Given text>
-=-=-

Progress Capture Testing for a jigger

by | Jul 16, 2018 | Rope Rescue |

Progress capture testing for a jigger

I was about to post an article about the jigger (aka a set of fours) – how to build (and troubleshoot) using a couple of small double pulleys and cord (coming soon). I tried to remember if I had ever tested the progress capture Prusik as this would be good to go into the post. There was a memory of testing over ten years ago and but couldn’t find anything recently. What I am talking about is testing a 6mm tied with a Prusik hitch on an 8mm cord.

I thought it was just going to be confirmed the 3 on 2 Prusik was suitable, and the testing would finish quickly. To my surprise, I found that the 3 on 2 Prusik did not perform as expected and just kept slipping at around 2kN.

I undertook one test on a 6 coil (3 on 3), and it slipped as well at 3kN so moved on to something else. I also came back on another day and tested another brand to get an idea if it was the cord I was using was causing some change in Prusik behaviour.

Note: The 3 on 2 Prusik is used (rather than 3 on 3) for practical reasons – the 2 coil part that’s next to the pulley tends to release well when being minded. In other words, it’s better to use.

Chatting with fellow rescuers and a manufacturer about the testing these are the questions/statements that came back:

  • How soft/hard was the 6 and 8mm cord?
  • But that’s not the brand we use.
  • But that’s new cord. Prusiks work better once they work in a bit.

Also, a few other things came to mind:

  • What is a suitable failure value for the load capture Prusik with new 6mm and 8mm cord?
  • What failure is critical: when the Prusik first slip or breaking point?
  • How many tests do we need to do to find out the testing variance you are naturally going to get?

Testing procedure

A repeatable test procedure was set up.

  • A 20t testbed used at the Chainman Ltd, 1 Cass Street, Sydenham, Christchurch.
  • Th cord used for testing was new.

-=-=-

Dataset excerpt
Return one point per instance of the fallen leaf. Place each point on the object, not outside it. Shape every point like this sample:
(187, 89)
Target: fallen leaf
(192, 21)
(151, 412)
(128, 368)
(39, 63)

-=-=-

Stated problem>
Rewrite everything in the jigger testing article from "by | Jul 16, 2018" down to "an 8mm cord.", renaming "jigger" to "compound pulley".

Response for this exercise>
by | Jul 16, 2018 | Rope Rescue |

Progress capture testing for a compound pulley

I was about to post an article about the compound pulley (aka a set of fours) – how to build (and troubleshoot) using a couple of small double pulleys and cord (coming soon). I tried to remember if I had ever tested the progress capture Prusik as this would be good to go into the post. There was a memory of testing over ten years ago and but couldn’t find anything recently. What I am talking about is testing a 6mm tied with a Prusik hitch on an 8mm cord.